* [TASK]: Copy the listing below word for word, leaving out the pictures.

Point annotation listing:
>> begin

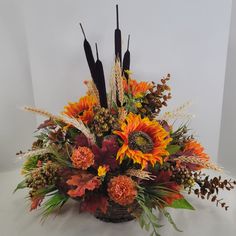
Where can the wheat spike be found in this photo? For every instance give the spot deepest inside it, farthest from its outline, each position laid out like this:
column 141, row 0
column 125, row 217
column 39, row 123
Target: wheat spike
column 119, row 81
column 177, row 113
column 199, row 161
column 112, row 93
column 92, row 90
column 122, row 113
column 78, row 124
column 142, row 174
column 66, row 119
column 32, row 153
column 41, row 112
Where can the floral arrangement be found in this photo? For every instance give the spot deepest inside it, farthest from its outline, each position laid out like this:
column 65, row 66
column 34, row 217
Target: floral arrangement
column 116, row 154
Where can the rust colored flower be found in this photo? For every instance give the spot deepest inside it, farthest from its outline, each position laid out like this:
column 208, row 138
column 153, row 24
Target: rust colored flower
column 82, row 182
column 136, row 89
column 102, row 170
column 82, row 158
column 83, row 109
column 195, row 149
column 144, row 140
column 122, row 190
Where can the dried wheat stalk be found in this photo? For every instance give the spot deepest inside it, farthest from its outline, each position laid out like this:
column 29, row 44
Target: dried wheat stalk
column 78, row 124
column 142, row 174
column 92, row 90
column 32, row 153
column 179, row 112
column 41, row 112
column 199, row 161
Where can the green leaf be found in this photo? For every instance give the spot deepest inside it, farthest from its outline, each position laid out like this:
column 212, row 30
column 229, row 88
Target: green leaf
column 21, row 185
column 181, row 204
column 53, row 203
column 172, row 149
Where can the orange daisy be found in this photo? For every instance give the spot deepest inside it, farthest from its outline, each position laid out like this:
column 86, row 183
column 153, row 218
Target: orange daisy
column 144, row 140
column 136, row 89
column 83, row 109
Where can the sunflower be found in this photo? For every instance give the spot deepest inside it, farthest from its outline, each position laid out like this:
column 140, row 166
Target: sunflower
column 136, row 89
column 83, row 109
column 144, row 141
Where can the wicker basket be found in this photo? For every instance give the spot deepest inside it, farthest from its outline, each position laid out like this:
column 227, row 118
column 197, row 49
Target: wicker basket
column 115, row 214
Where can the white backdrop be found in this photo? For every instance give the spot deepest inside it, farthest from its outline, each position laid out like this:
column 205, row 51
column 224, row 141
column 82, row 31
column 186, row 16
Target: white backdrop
column 186, row 38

>> end

* [FINAL RESULT]:
Where can the wheat spike be found in this photo? For every instance give the spot deepest inside it, farthest from its outline, each position laid out like this:
column 141, row 0
column 125, row 217
column 39, row 123
Target: wheat spike
column 119, row 81
column 177, row 113
column 199, row 161
column 112, row 93
column 92, row 90
column 122, row 113
column 78, row 124
column 142, row 174
column 66, row 119
column 32, row 153
column 41, row 112
Where can the floral arrangement be found in this photo? For every instance give the spot deepest inside it, farthest from its outline, each position laid out like this:
column 65, row 66
column 34, row 217
Target: floral arrangement
column 116, row 154
Where can the rust colored flower be found in this photo? For every instance give the spot deepest inside it, farthest from its outline, each position laid out like this:
column 208, row 138
column 153, row 24
Target: rust colored flower
column 82, row 182
column 136, row 89
column 102, row 170
column 82, row 158
column 83, row 109
column 195, row 149
column 144, row 140
column 122, row 190
Where can the dried wheat stalk be found in this photo? For every instance give the spot deepest inside it, farthest from its outline, each position laid out like this:
column 29, row 44
Target: dried wheat stalk
column 78, row 124
column 142, row 174
column 92, row 90
column 32, row 153
column 179, row 112
column 41, row 112
column 199, row 161
Where can the green leaf be found in this photo? For every instance give the spot deepest inside it, farthest from its outline, each position laid out like this:
column 212, row 30
column 229, row 88
Target: green leaf
column 21, row 185
column 181, row 204
column 53, row 203
column 172, row 149
Where can the orange daisy be found in this photo? For every instance give the spot deepest inside it, farthest from its outline, each position laid out like this:
column 86, row 183
column 153, row 218
Target: orange daisy
column 144, row 140
column 136, row 89
column 83, row 109
Where can the sunflower be found in this photo? For every instance give the spot deepest inside it, farthest from its outline, each position laid out like this:
column 140, row 166
Target: sunflower
column 136, row 89
column 83, row 109
column 144, row 141
Where can the wicker basket be found in this photo? For every instance give the spot deepest inside it, farthest from its outline, each position laid out like this:
column 227, row 118
column 197, row 49
Target: wicker basket
column 115, row 214
Where can the white backdrop be found in this photo? For every instance give the spot deepest inside it, farthest from its outline, each position laid out like this:
column 205, row 51
column 224, row 141
column 82, row 31
column 186, row 16
Target: white backdrop
column 186, row 38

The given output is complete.